* [TASK]
Leave the pictures out. Return the rest of the listing below exactly.

>>>>

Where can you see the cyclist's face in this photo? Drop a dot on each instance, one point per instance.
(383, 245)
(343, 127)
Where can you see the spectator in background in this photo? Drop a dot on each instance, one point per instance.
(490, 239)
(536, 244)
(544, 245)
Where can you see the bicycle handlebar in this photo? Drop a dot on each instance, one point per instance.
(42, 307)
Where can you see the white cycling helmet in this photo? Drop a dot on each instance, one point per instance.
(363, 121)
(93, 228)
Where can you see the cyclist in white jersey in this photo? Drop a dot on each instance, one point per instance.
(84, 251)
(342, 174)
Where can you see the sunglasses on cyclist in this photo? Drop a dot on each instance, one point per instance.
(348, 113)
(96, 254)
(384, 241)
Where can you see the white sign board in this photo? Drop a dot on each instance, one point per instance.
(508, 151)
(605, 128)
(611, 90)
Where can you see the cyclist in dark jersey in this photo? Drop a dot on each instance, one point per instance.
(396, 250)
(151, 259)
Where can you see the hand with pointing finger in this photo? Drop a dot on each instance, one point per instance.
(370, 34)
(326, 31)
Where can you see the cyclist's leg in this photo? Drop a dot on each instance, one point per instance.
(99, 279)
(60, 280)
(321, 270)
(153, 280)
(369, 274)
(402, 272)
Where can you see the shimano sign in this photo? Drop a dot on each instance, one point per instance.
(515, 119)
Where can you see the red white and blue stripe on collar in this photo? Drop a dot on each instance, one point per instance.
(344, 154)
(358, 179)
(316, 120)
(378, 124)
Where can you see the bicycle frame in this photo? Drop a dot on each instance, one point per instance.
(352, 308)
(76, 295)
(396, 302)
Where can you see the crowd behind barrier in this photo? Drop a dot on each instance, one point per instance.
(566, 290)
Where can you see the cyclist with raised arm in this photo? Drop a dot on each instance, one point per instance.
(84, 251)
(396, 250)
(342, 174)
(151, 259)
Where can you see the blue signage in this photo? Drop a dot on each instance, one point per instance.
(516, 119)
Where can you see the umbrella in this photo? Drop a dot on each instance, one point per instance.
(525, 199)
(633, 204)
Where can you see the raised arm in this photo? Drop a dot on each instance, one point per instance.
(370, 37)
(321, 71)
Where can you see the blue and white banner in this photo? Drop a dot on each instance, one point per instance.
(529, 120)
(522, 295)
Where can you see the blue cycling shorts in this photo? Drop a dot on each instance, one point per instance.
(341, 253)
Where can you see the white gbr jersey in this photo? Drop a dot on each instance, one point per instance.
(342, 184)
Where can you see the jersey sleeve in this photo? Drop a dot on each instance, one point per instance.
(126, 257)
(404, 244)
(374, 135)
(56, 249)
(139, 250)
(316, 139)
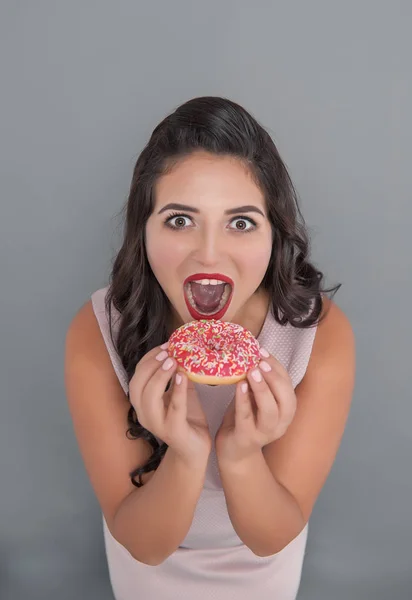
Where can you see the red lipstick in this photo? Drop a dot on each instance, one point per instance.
(199, 276)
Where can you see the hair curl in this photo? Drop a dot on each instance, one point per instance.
(221, 127)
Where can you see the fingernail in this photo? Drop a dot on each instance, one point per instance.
(167, 364)
(257, 375)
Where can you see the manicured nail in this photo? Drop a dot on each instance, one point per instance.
(257, 375)
(168, 364)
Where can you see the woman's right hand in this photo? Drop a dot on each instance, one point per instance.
(175, 416)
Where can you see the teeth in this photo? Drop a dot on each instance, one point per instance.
(224, 299)
(209, 281)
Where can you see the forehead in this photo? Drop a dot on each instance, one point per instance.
(205, 178)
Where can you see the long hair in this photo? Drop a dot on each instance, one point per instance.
(221, 127)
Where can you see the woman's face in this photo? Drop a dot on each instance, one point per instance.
(208, 254)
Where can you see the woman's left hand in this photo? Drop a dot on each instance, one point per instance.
(258, 416)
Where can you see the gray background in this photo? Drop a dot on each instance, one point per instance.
(83, 85)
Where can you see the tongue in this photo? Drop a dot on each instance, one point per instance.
(207, 297)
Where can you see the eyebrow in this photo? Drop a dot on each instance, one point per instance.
(230, 211)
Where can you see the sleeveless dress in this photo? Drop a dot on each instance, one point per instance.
(212, 562)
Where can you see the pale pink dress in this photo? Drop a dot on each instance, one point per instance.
(212, 563)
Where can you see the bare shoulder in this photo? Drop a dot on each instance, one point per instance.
(84, 341)
(302, 459)
(334, 339)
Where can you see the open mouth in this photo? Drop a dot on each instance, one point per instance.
(207, 298)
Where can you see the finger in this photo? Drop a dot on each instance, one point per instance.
(177, 409)
(150, 402)
(146, 368)
(244, 415)
(281, 388)
(267, 408)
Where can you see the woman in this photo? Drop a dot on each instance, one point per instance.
(210, 493)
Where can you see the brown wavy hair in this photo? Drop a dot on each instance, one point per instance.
(221, 127)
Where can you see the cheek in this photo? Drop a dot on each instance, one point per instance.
(163, 253)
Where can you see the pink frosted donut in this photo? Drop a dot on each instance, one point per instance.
(214, 352)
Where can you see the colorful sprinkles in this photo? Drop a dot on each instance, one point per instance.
(214, 348)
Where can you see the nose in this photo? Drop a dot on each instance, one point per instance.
(209, 249)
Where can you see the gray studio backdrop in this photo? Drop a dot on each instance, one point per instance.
(82, 86)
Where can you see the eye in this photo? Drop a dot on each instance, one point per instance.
(179, 221)
(243, 227)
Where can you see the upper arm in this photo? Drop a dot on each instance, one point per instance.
(303, 457)
(99, 407)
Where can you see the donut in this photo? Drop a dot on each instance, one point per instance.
(214, 352)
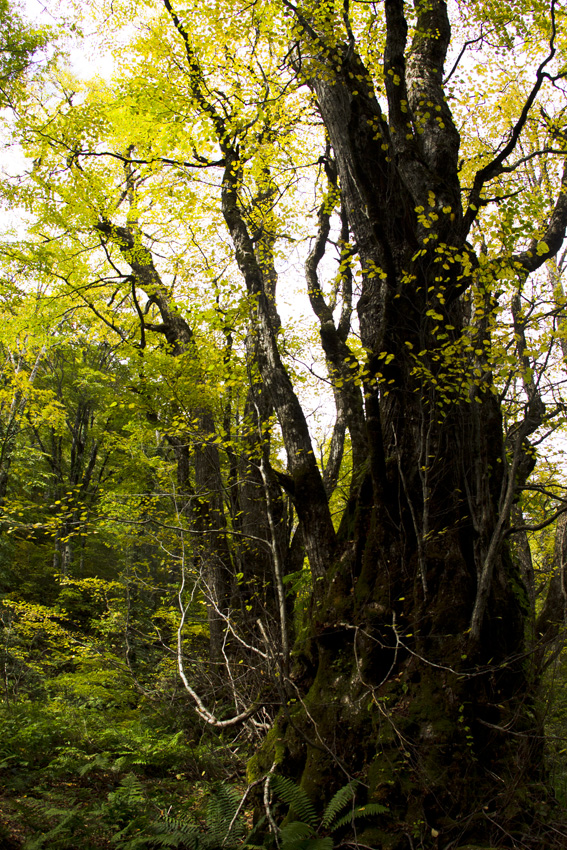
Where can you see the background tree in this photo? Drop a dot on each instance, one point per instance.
(413, 672)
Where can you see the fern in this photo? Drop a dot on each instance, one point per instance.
(296, 799)
(369, 810)
(303, 833)
(223, 805)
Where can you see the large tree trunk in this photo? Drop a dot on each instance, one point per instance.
(413, 676)
(411, 673)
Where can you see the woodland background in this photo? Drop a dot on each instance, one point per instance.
(153, 579)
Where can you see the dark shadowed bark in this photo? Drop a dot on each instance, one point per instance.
(412, 674)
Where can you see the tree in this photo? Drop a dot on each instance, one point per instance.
(412, 673)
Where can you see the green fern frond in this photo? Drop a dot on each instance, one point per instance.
(296, 798)
(337, 803)
(173, 832)
(370, 810)
(221, 810)
(294, 835)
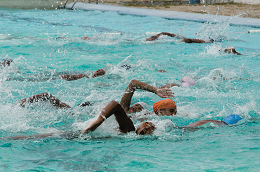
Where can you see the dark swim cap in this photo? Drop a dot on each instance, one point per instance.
(87, 103)
(232, 119)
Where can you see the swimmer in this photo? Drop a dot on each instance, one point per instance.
(44, 97)
(231, 50)
(6, 62)
(113, 108)
(70, 77)
(129, 92)
(229, 120)
(119, 111)
(125, 101)
(152, 38)
(186, 40)
(83, 37)
(186, 82)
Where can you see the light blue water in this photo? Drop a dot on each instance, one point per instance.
(27, 37)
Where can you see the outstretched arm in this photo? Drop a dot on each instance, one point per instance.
(231, 50)
(169, 85)
(69, 77)
(125, 123)
(203, 122)
(134, 84)
(189, 40)
(152, 38)
(44, 97)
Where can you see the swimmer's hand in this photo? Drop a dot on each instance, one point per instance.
(164, 93)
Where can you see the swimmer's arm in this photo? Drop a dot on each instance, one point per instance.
(43, 97)
(189, 40)
(29, 137)
(125, 123)
(231, 50)
(203, 122)
(134, 84)
(169, 85)
(168, 34)
(152, 38)
(85, 38)
(69, 77)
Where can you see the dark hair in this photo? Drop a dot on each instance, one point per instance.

<<<<

* [OUTPUT FOR THIS TASK]
Where can you see the cyclist's face in this photo? Drop a dot on each instance, one point per instance.
(383, 245)
(343, 127)
Where can you see the spectator in background in this photo? Drop a dot on each instance, one point per instance.
(490, 239)
(536, 244)
(544, 245)
Where can you see the bicycle handlebar in this photo? Drop a dot on each instance, one point per instance.
(42, 307)
Where can you see the white cycling helmet in this photo? Drop a dot on each instance, one point per instance.
(363, 121)
(93, 228)
Where can you see the cyclist in white jersey in this photo? Drop a dot on each instance, one point per instance.
(84, 251)
(342, 174)
Where can you see the sunglasses on cyclist in this photo? Drop a dot on each instance, one point per instance.
(348, 113)
(96, 254)
(384, 241)
Where can you see the white sign board in this photo? Drop a dot on each instance, one point per instance.
(508, 151)
(605, 128)
(611, 90)
Where can you see the cyclist in dark jersey in this photo? Drop a dot on each instance, one point per instance.
(396, 250)
(151, 259)
Where can you see the hand with pointing finger in this photo? Drop a dot on each instance, one point per instance.
(370, 34)
(326, 31)
Where can you see the cyclist's leg in this photo? Drop a dot on each instance, one point per instance.
(99, 279)
(60, 280)
(321, 270)
(153, 280)
(369, 274)
(402, 272)
Where can you see the shimano sign in this photo? Drop a dot on each instance, one point per instance.
(515, 119)
Where can you see the red white and blue stripe on collar in this photo? Drop a dot on each instance, one point per instance.
(344, 154)
(358, 179)
(316, 120)
(378, 124)
Where can you see the bicycle frame in this photo? Drop a dot on each instance, one point per instance.
(352, 308)
(76, 295)
(396, 302)
Where can you see the crowd behind barrier in this photo? Drop a dot on each instance, one point per instance.
(566, 290)
Where can you see the cyclist with raised arm in this photo? Drop a dot on each instance, one point per instance.
(84, 251)
(396, 250)
(342, 174)
(151, 259)
Where can you see the blue signage in this photo? Drop a dot on each instance, one point per instance.
(516, 119)
Where can you see the umbrella in this photo? Drop a dot on each instance, one point per instance.
(525, 199)
(633, 204)
Where can you see the raised arm in this photo? Drop a dot on each instance, one point per instance.
(370, 37)
(321, 71)
Where can you see the blue and white banner in this photo? Drop a dot on each instance, one point per instance.
(529, 120)
(522, 295)
Where can you see the blue cycling shorts in this photo? Drop a dot on each instance, one point per instance.
(341, 253)
Where can you see the white gbr jersey in this photo? Drop a dot on each instance, one point per instance.
(342, 184)
Where can you see the jersey sleeve in this photo? Drop a dot on each instance, one point per instance.
(126, 257)
(404, 244)
(374, 135)
(56, 249)
(139, 250)
(316, 139)
Where can you see the red lipstick in this photo? Drop a dot on each instance, one point per instance.
(199, 276)
Where can you see the hair curl in this photo? Drop a dot on each instance, one point per instance.
(221, 127)
Where can you see the fingernail in this photo? Drop a dot on each instance, one point per instance.
(167, 364)
(257, 375)
Where can you see the manicured nail in this photo? Drop a dot on each instance, one point per instance.
(257, 375)
(168, 364)
Where can you see the woman's right hand in this photo? Drop a dot on each instance, one point per instance.
(175, 416)
Where can you see the teeth in this photo? Drop a dot on each instance, one point per instance.
(224, 299)
(209, 281)
Where can you see the forehead in this photo? Drop a dot on each instance, one point per instance.
(205, 178)
Where can you see the long hair in this photo? Drop a dot on each instance, one point per instance.
(221, 127)
Where can you see the woman's face in this photo? Drop a dot on each instance, one point per instance.
(208, 254)
Where can you see the woman's left hand in this photo? Drop a dot on each instance, one point per instance.
(258, 416)
Where can you see the gray background in this photo? Drop a dot on each instance, one point per instance.
(83, 85)
Where can you see the tongue in this photo? Drop a dot on each instance, one point per instance.
(207, 297)
Where can you see the eyebrow in this photo? Drop a dot on each instance, one point per instance.
(230, 211)
Where can you see the sleeveless dress in this photo? Drop a dot on each instance, one point per instance.
(212, 562)
Where can you see the pale pink dress in this photo? Drop a dot on each instance, one point per instance.
(212, 563)
Where can you see the bare shoulder in this photo? Drop a dot on each instance, one point per instance.
(84, 341)
(302, 459)
(334, 339)
Where can you see the open mouth in this photo? Drop a dot on each instance, one point per instance.
(207, 298)
Where can you see the finger in this photo? Drop a dot on each instance, one point per instance.
(177, 409)
(150, 402)
(146, 368)
(244, 415)
(281, 388)
(267, 408)
Where can you see the woman in this photo? Drop a dot on each instance, one point per instance.
(210, 493)
Where can you see the brown wavy hair in this photo? Drop a dot on each instance, one point per instance.
(221, 127)
Where can you see the cheek in this photo? Drop a dot on each instance, one point per instance.
(163, 253)
Where can you see the pink frosted donut in this photo? Drop a dot on each instance, one point per instance.
(214, 352)
Where can you see the colorful sprinkles in this photo? Drop a dot on each instance, one point per instance.
(214, 348)
Where can you see the nose in this photo? Drop a dot on each instance, one point per instance.
(209, 249)
Where can you see the gray studio backdrop in this photo? Drop a dot on each instance, one point per instance.
(82, 86)
Where can you see the eye in this photo? Drop a dot on each instance, one point per instance.
(179, 221)
(243, 227)
Where can you see the upper arm in this photo? Drop a dot on each instance, one point per instance.
(303, 457)
(99, 407)
Where can you see the donut in this photo? Drop a dot on each instance, one point per instance.
(214, 352)
Where can you see the background tree in this photo? Drop a dot on each instance, one point per instance.
(413, 672)
Where can you see the fern in this photo? Drop a dot on each instance, one point per instance.
(296, 799)
(369, 810)
(303, 833)
(223, 805)
Where can you see the large tree trunk in this photo? Drop a dot on each instance, one point per instance.
(413, 676)
(411, 673)
Where can you see the woodland background in this photo? Drop a dot on each instance, one point per instance.
(153, 579)
Where can you see the dark shadowed bark in this photo? Drop a dot on each instance, one point per instance.
(412, 674)
Where can you see the tree in this photo? Drop a dot on each instance, one point per instance.
(412, 673)
Where can you see the green fern frond in this photo? Drop a dot on each instance, one point per instance.
(296, 798)
(337, 803)
(173, 832)
(370, 810)
(221, 810)
(294, 835)
Where can you see the dark swim cap in this photo? Drop a dot on each instance, one point per instance.
(87, 103)
(232, 119)
Where can you see the swimmer in this photo? Drop a dot on each instance, one point per instance.
(44, 97)
(231, 50)
(6, 62)
(113, 108)
(70, 77)
(129, 92)
(229, 120)
(119, 111)
(125, 101)
(152, 38)
(186, 40)
(83, 37)
(186, 82)
Where can you see the light blue water in this photo? Drop a dot on each instance, one point per instance.
(27, 37)
Where can you see the outstretched arm in this photo? Drop a dot on each instance, one point per instance.
(231, 50)
(169, 85)
(69, 77)
(125, 123)
(203, 122)
(134, 84)
(189, 40)
(152, 38)
(44, 97)
Where can you see the swimmer's hand in this photo? Drop a dot on each instance, one point per instance.
(164, 93)
Where can you see the swimmer's arm in this photo? Drop a dot on each instance, one point per instance.
(43, 97)
(189, 40)
(29, 137)
(125, 123)
(231, 50)
(203, 122)
(134, 84)
(169, 85)
(168, 34)
(152, 38)
(85, 38)
(69, 77)
Where can you see the dark hair in this photo? Drop a dot on each instance, one point per instance.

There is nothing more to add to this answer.